I will say, have an opinion, a definite opinion. Of course, you want to make sure that it is sound, logically sound. Your opinion, I’ll say, just to give you a story I started writing for the media when I was maybe 27 years old. I have no problem saying that I knew nothing back then, but I was very good at being black and white about my opinion, which was why certain things went viral.
And luckily, I didn’t say anything that was too horrible. But looking back, I think, okay, this was the folly of youth, as they say, where you see things black and white. The idea, though, that I did learn was that you do have to be vivid. You want to be able to say something impactful and round it out with other perspectives.
I always have to push people to be fearlessly true to themselves, because the more you are, the more you resonate with the right people.
But I’ve learned as an older person, that you have to strike a balance between those two things, of making an impact, grabbing people’s attention. Tension is making them think about something differently, but letting them know, too, that you’re also taking into account everybody else’s perspectives. This is how you see it, so it helps you make not so many enemies that way, just making sure that you have seen things from all sides.
But my takeaway is that if something’s working for you and your business or working for you as a person, play it up. Use that perspective. If you are a CEO who used to work as a day laborer, never forget who you are. It’s part of who you are. Use those things.
Sometimes people can be afraid that who they used to be doesn’t fit with who they want to be. Instead of saying, No, I’m going to use that as a superpower. I didn’t come from the Harvard business world. I came from wherever you came from, and what did you learn along the way? Those are the things that are going to empower other people, and they’re going to get very emotionally invested in you.
Yeah, they will relate to you and know and trust you more. Absolutely. I love that I have a definite opinion. Don’t be afraid to polarize; that is another way to put it. And this idea of being vivid and impactful reminds me of something that I don’t know if you’ve heard of before, but it’s been around for a while: this conspiracy theory, basically called the Dead Internet.
The reason why I’m bringing this up is because if this theory is true, that the majority of what is online is bots and AI and not even human, and talking about the vast majority, then all this trolling and controversy and hate that’s being spewed that we’re afraid of getting caught in the crossfire of is actually fake.
I wish I had heard about that when I wrote my first article for The Huffington Post; I got death threats for the first one that I ever wrote. It was funny because I thought I had a lot of people who were supportive and wonderful. Just for context, I wrote one about Miley Cyrus‘s butt. It was about how people made fun of her during the VMA performance. And essentially, this was before people started talking about body shaming, and there was a meme going around her butt.

(Data for pointing to things from a description)
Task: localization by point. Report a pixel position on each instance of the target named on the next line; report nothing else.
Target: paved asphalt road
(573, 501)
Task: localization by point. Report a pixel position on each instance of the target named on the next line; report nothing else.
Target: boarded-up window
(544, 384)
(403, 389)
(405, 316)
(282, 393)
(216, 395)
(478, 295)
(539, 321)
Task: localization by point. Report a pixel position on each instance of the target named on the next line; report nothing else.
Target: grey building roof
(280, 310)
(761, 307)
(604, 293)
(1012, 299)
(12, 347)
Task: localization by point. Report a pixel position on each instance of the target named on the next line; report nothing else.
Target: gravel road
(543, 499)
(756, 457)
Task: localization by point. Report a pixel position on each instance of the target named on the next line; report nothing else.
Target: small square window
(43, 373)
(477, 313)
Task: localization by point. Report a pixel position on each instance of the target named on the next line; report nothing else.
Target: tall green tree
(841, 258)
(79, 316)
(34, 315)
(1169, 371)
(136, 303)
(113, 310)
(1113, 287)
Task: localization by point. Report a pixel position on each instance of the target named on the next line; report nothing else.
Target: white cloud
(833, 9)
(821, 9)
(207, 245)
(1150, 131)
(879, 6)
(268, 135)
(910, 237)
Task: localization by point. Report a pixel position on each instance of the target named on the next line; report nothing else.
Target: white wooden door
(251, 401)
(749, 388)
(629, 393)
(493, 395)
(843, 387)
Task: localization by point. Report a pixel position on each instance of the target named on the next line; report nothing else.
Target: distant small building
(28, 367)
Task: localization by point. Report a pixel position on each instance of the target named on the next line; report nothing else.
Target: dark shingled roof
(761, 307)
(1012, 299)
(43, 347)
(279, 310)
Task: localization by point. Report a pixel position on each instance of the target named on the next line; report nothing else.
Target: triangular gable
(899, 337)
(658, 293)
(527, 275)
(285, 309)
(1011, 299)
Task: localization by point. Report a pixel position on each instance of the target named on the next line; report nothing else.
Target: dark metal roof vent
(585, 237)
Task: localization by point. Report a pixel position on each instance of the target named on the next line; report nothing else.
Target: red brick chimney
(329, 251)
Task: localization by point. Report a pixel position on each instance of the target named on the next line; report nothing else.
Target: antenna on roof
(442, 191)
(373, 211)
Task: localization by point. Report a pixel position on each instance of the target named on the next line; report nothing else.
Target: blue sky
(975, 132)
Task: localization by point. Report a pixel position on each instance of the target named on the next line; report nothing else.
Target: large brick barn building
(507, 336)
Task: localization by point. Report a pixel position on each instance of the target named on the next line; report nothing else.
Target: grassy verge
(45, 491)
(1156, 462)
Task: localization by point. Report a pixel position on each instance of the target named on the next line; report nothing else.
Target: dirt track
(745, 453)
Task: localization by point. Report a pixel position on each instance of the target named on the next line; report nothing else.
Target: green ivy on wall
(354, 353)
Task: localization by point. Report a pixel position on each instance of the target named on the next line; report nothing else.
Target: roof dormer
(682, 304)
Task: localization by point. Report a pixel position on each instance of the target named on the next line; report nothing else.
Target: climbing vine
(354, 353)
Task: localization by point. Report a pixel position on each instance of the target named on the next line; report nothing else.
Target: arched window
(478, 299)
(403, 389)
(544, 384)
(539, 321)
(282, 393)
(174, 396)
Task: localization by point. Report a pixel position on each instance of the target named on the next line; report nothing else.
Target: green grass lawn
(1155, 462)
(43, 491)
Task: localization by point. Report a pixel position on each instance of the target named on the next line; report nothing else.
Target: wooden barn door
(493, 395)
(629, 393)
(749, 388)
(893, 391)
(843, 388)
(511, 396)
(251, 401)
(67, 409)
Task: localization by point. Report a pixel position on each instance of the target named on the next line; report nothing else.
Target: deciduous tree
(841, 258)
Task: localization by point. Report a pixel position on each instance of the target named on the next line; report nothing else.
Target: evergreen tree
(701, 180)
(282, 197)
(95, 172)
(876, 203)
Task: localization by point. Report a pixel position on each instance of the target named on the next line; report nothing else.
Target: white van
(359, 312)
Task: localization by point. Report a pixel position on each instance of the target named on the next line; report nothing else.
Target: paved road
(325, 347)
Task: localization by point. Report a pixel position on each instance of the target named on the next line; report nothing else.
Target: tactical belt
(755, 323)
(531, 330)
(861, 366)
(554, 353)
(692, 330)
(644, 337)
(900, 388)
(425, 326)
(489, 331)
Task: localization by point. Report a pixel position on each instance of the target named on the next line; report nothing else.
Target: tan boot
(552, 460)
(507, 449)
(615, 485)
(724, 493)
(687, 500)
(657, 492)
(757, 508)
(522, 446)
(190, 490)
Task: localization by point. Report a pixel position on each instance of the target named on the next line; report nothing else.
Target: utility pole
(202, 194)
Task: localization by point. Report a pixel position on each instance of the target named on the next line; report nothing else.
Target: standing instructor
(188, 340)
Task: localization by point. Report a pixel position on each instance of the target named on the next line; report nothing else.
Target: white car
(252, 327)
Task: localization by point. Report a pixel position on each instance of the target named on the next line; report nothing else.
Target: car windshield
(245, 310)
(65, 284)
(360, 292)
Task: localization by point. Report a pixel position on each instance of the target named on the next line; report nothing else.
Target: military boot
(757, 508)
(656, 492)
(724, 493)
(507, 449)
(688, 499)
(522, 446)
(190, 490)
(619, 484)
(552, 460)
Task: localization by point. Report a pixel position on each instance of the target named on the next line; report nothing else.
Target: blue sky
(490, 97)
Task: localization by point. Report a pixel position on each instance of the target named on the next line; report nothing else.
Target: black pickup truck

== ACTIVITIES ==
A) In the passage on having a definite opinion, at about what age did the speaker start writing for the media?
B) Write out everything in the passage on having a definite opinion from "The reason why" down to "is actually fake.".

== SOLUTIONS TO THE TASKS ==
A) Maybe 27 years old.

B)
The reason why I’m bringing this up is because if this theory is true, that the majority of what is online is bots and AI and not even human, and talking about the vast majority, then all this trolling and controversy and hate that’s being spewed that we’re afraid of getting caught in the crossfire of is actually fake.